ABOUT THIS TASK:
Each entry must be output exactly as it appears.
[Start of section]
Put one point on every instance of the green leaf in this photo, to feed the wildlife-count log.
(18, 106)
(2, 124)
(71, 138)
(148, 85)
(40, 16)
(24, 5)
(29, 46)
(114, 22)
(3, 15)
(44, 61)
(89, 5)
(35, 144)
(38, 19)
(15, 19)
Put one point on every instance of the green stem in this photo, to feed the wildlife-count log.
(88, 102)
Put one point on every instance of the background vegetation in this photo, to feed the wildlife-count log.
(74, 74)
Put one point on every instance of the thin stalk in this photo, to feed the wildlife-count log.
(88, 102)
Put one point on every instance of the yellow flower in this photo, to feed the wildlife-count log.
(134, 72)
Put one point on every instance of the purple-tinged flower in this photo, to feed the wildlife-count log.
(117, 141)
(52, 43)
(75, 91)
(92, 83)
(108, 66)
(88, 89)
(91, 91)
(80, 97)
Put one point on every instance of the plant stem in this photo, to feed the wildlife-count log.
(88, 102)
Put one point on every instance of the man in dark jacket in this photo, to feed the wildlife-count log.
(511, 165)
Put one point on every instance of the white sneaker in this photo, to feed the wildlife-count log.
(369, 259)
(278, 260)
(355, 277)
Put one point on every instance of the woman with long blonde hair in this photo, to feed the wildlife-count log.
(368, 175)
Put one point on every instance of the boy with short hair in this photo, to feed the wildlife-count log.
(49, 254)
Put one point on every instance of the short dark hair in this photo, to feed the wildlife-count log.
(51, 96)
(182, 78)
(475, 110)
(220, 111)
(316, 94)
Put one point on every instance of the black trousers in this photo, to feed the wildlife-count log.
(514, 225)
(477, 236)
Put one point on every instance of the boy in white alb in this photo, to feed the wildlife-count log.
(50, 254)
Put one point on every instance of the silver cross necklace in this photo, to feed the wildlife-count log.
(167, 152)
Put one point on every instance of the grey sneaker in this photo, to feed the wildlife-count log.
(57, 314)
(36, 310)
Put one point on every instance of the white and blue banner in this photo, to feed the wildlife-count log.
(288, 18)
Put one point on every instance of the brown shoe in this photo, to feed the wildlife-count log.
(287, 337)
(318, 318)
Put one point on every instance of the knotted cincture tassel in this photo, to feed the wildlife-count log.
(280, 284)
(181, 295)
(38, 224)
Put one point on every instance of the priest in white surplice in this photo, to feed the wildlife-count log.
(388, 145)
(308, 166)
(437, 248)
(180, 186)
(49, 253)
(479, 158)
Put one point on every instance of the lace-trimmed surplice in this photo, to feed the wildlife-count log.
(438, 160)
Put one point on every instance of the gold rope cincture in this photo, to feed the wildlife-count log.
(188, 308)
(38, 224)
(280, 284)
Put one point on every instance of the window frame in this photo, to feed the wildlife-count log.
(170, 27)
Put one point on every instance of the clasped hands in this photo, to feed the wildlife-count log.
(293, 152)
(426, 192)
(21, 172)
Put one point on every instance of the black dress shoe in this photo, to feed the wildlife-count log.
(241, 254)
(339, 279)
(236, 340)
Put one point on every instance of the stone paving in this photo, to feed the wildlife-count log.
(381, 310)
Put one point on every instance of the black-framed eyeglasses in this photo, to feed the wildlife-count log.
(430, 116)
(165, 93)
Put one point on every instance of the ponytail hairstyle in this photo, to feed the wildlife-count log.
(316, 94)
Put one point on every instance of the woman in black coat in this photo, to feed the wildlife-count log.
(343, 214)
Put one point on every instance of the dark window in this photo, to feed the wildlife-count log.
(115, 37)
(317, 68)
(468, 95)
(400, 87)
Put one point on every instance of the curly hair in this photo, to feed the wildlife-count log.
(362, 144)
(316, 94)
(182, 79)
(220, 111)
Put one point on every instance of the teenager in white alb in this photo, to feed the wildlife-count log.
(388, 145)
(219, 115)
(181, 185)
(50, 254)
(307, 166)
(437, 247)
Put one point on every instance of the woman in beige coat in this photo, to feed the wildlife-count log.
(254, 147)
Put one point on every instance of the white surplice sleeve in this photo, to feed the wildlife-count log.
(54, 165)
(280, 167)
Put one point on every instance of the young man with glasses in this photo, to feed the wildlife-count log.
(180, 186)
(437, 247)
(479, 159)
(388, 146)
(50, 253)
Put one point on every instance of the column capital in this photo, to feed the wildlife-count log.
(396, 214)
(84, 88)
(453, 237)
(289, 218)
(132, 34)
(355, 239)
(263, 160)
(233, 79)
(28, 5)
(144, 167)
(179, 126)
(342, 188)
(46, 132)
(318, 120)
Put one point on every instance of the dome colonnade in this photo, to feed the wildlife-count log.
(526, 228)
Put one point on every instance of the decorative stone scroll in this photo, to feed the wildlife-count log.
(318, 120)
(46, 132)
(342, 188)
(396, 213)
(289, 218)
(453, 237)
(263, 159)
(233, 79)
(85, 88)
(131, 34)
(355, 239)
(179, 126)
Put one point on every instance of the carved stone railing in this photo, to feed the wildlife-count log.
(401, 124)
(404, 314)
[End of section]
SOLUTION FOR THIS TASK:
Put one point on every instance of the green leaf in this photo, to feed the wildlife-count log.
(18, 106)
(2, 124)
(71, 138)
(148, 85)
(40, 16)
(24, 5)
(29, 46)
(114, 22)
(3, 15)
(44, 61)
(89, 5)
(35, 144)
(38, 19)
(15, 19)
Put one point on every instance of the green stem in this photo, to feed the wildlife-count log.
(88, 102)
Put one point on every instance of the background vegetation in this photo, to feed the wildlife-count log.
(74, 74)
Put one point on every instance of the thin stalk in this photo, to feed the wildlife-count log.
(88, 102)
Put one point on every instance of the yellow flower in this photo, to feed the wildlife-count log.
(134, 72)
Put one point on every instance of the purple-tinged flower in this photo, to feed the wildlife-count log.
(117, 141)
(52, 43)
(75, 91)
(92, 83)
(108, 66)
(88, 89)
(91, 91)
(80, 97)
Put one point on every instance of the plant stem in this photo, to feed the wildlife-count log.
(88, 102)
Put one point on every instance of the man in dark jacket in this photo, to feed the wildlife-count log.
(511, 165)
Put one point on every instance of the white sneaker in this photo, to feed the wildlife-count log.
(369, 259)
(278, 260)
(355, 277)
Put one point on every instance of the woman with long blonde hair in this photo, to feed the wildlife-count log.
(368, 175)
Put one point on every instance of the boy with short hair in this photo, to feed the wildlife-count log.
(49, 254)
Put one point on every instance of the short dark hair in this photo, to feed the wildlife-count log.
(51, 96)
(182, 78)
(475, 110)
(220, 111)
(316, 94)
Put one point on every instance of the black trousers in this photo, to feed the wildlife-count log.
(514, 225)
(477, 236)
Put one point on every instance of the boy in white alb in this photo, to feed the wildlife-count log.
(50, 254)
Put one point on every instance of the silver cross necklace in this photo, to feed the wildlife-count log.
(167, 152)
Put one point on every instance of the grey sneaker in this photo, to feed the wildlife-count log.
(57, 314)
(36, 310)
Put one point on every instance of the white and blue banner in this photo, to feed the wildlife-count log.
(288, 18)
Put one point on every instance of the brown shoe in this photo, to feed the wildlife-count log.
(287, 337)
(318, 318)
Put one point on every instance of the knotted cincture tassel in this photo, to feed the wildlife-count log.
(280, 284)
(181, 295)
(38, 224)
Put one point on every instance of the priest in white surplice in this photo, to feed the wildlife-count log.
(388, 145)
(308, 166)
(437, 248)
(180, 186)
(49, 253)
(479, 158)
Put one point on every instance of the lace-trimmed surplice in this photo, to feed the wildlife-count log.
(438, 160)
Put one point on every instance of the gold rope cincture in this photo, to feed the wildlife-count log.
(188, 308)
(38, 224)
(280, 284)
Put one point on every instance of the window frame in this photo, to feed the wildlife-count log.
(170, 27)
Put one point on every instance of the clasped hands in this photo, to feed the wildlife-count log.
(293, 152)
(426, 192)
(21, 172)
Put one point on every instance of the black dress shoe in this photo, to feed the wildlife-count log.
(241, 254)
(339, 279)
(236, 340)
Put one point on every instance of the stone paving in this photo, to feed the wildlife-count log.
(381, 310)
Put one point on every instance of the black-framed eyeglasses in this photo, to feed the wildlife-count log.
(430, 116)
(165, 93)
Put one point on every instance of the ponytail hairstyle in this photo, to feed the wildlife-count log.
(316, 94)
Put one point on every instance of the woman in black coat in this photo, to feed the wildlife-count log.
(343, 214)
Put one point on every instance of the dark window in this photo, to feed the wildlife-count log.
(115, 37)
(317, 68)
(468, 95)
(400, 87)
Put one point on every instance of the curly hair in this photo, to feed the wildlife-count log.
(362, 144)
(316, 94)
(182, 79)
(220, 111)
Put one point on every instance of the teenager in white alb in this photo, to feed the wildlife-count log.
(388, 145)
(219, 115)
(181, 185)
(50, 254)
(307, 166)
(437, 247)
Put one point on every instance of the woman in beige coat in this photo, to feed the wildlife-count log.
(254, 147)
Put one point on every instance of the white surplice sleeve in this photo, to feed the wildlife-count log.
(54, 165)
(280, 167)
Put one point on every instance of the young man with glasses in this photo, to feed the wildlife-count log.
(180, 186)
(437, 247)
(479, 159)
(388, 146)
(50, 253)
Put one point on every instance of the column capital in this photo, to feed the wildlife-count log.
(396, 214)
(84, 88)
(453, 237)
(289, 218)
(132, 34)
(355, 239)
(263, 160)
(233, 79)
(28, 5)
(144, 167)
(179, 126)
(342, 188)
(46, 132)
(318, 120)
Put one point on every instance of the dome colonnade in this photo, to feed the wildlife-count log.
(526, 228)
Put one point on every instance of the decorative stone scroll in this photo, to feed the wildlife-count log.
(318, 120)
(46, 132)
(342, 188)
(396, 213)
(289, 218)
(453, 237)
(263, 159)
(233, 79)
(85, 88)
(131, 34)
(355, 239)
(179, 126)
Put one point on every instance of the carved stone railing in this photo, to feed the wildlife-count log.
(401, 124)
(404, 314)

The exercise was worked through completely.